Activity
Could you return every record below without changing a word?

Excerpted data
════

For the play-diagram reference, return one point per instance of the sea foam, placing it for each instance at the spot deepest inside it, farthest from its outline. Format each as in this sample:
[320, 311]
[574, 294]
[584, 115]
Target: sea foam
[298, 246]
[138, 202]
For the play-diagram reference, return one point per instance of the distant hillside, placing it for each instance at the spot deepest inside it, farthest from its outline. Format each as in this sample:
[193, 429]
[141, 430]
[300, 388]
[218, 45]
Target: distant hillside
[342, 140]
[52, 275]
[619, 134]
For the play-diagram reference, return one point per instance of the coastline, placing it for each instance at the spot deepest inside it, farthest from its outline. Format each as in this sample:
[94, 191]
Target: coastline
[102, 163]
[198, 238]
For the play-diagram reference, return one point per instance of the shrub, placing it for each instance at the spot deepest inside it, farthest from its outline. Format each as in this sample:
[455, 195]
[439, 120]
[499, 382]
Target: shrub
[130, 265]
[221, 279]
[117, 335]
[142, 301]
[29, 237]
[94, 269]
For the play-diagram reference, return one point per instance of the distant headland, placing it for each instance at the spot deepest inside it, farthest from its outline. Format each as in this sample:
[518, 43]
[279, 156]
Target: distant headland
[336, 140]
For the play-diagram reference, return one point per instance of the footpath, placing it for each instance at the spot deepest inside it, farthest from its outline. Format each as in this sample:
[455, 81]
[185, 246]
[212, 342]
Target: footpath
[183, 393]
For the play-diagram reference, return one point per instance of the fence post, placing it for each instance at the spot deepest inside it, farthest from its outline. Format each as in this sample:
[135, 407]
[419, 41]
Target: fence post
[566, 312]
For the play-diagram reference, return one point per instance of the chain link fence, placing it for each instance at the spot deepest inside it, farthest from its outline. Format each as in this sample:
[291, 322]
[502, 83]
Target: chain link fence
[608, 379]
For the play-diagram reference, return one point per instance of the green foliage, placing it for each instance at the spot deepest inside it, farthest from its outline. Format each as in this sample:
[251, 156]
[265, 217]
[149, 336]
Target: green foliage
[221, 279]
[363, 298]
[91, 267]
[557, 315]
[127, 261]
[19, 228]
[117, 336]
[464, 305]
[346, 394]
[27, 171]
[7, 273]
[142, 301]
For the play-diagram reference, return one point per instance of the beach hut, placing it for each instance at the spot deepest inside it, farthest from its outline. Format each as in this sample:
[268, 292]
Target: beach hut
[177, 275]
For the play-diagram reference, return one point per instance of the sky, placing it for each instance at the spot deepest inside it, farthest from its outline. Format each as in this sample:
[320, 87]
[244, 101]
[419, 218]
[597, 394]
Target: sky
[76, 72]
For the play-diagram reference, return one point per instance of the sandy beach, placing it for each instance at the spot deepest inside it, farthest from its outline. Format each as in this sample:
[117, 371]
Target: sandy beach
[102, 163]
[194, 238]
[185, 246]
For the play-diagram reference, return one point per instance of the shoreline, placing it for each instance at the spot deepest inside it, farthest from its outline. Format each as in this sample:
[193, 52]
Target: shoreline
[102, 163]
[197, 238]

════

Result of the task
For the play-diagram reference, return one point per instance of the sea foam, placing it for each instance at the spot deepest inside it, farthest from its outline. Format each as in this sample:
[320, 311]
[574, 294]
[584, 115]
Target: sea foam
[298, 246]
[138, 202]
For the play-diagram reference, return one point per instance of the distant hillside, placing it for each instance at the spot deepest inside it, farthest from its outline. Format each as in this sample:
[193, 429]
[141, 430]
[300, 388]
[218, 45]
Target: distant hillside
[342, 140]
[52, 275]
[619, 134]
For the play-diagram reference, return one point per instance of the coastline, placing it for each instance at the spot deepest inside it, farthest from its outline. Format each as in this sample:
[94, 191]
Target: coastline
[102, 163]
[198, 238]
For the play-diagram reference, return one point per instance of the shrub, placing it for each instance at the spot deepest inside it, farthest from its outline. Format each as in this sample:
[455, 195]
[439, 120]
[499, 382]
Target: shrub
[130, 265]
[221, 279]
[117, 335]
[142, 301]
[29, 237]
[94, 269]
For the play-diagram reference, return one point per instance of the distant headland, placing it for each instance at the spot deepest inside it, farthest from its outline. Format each as in this sample:
[518, 43]
[279, 156]
Target: distant headland
[336, 140]
For the play-diagram reference, return one point per instance of the footpath, placing it for each instance at the spot deepest inside it, farthest from its outline. Format each as in this sample:
[455, 81]
[185, 246]
[212, 342]
Target: footpath
[183, 393]
For the play-diagram reference, return one point per instance of the fence post, placing it for each instance at the spot deepest inside it, farthest from its outline. Format each as in this sample:
[135, 407]
[419, 41]
Target: fence post
[566, 312]
For the play-diagram reference, return one point per instance of the chain link fence, placing it for each instance at the spot deepest inside it, farthest from its outline. Format each as in this sample:
[291, 322]
[502, 83]
Target: chain link fence
[608, 379]
For the play-diagram reference, return one point per instance of the green foliage, placing it for each instance at the spot deepest inside it, farthest from its outline. Format each as in this sample:
[251, 156]
[265, 217]
[149, 336]
Target: green foliage
[221, 279]
[363, 298]
[91, 267]
[557, 315]
[127, 261]
[19, 228]
[117, 336]
[464, 305]
[346, 394]
[27, 171]
[7, 273]
[142, 301]
For the play-diagram reference, return one point per instance of the beach hut, placing it for each instance at the spot deepest inside it, farthest from its outline. Format each as in this sample:
[268, 292]
Target: beach hut
[177, 275]
For the play-diagram reference, return one point per instance of the sky, placing it for each instance at the spot deepest inside it, farthest from its outline. Format each as in this sample:
[320, 87]
[244, 101]
[419, 218]
[597, 394]
Target: sky
[76, 72]
For the play-diagram reference, return one point per instance of the sandy beach, placing it for each instance at the spot deepest inside it, farthest from its outline. Format each as in this sample:
[117, 371]
Target: sandy beach
[102, 163]
[194, 238]
[185, 246]
For the play-diagram reference, return one point per instance of the shoreline, placing it for each instance at the spot deepest inside it, farthest from its outline. Format each as in this sample:
[193, 52]
Target: shoreline
[102, 163]
[197, 238]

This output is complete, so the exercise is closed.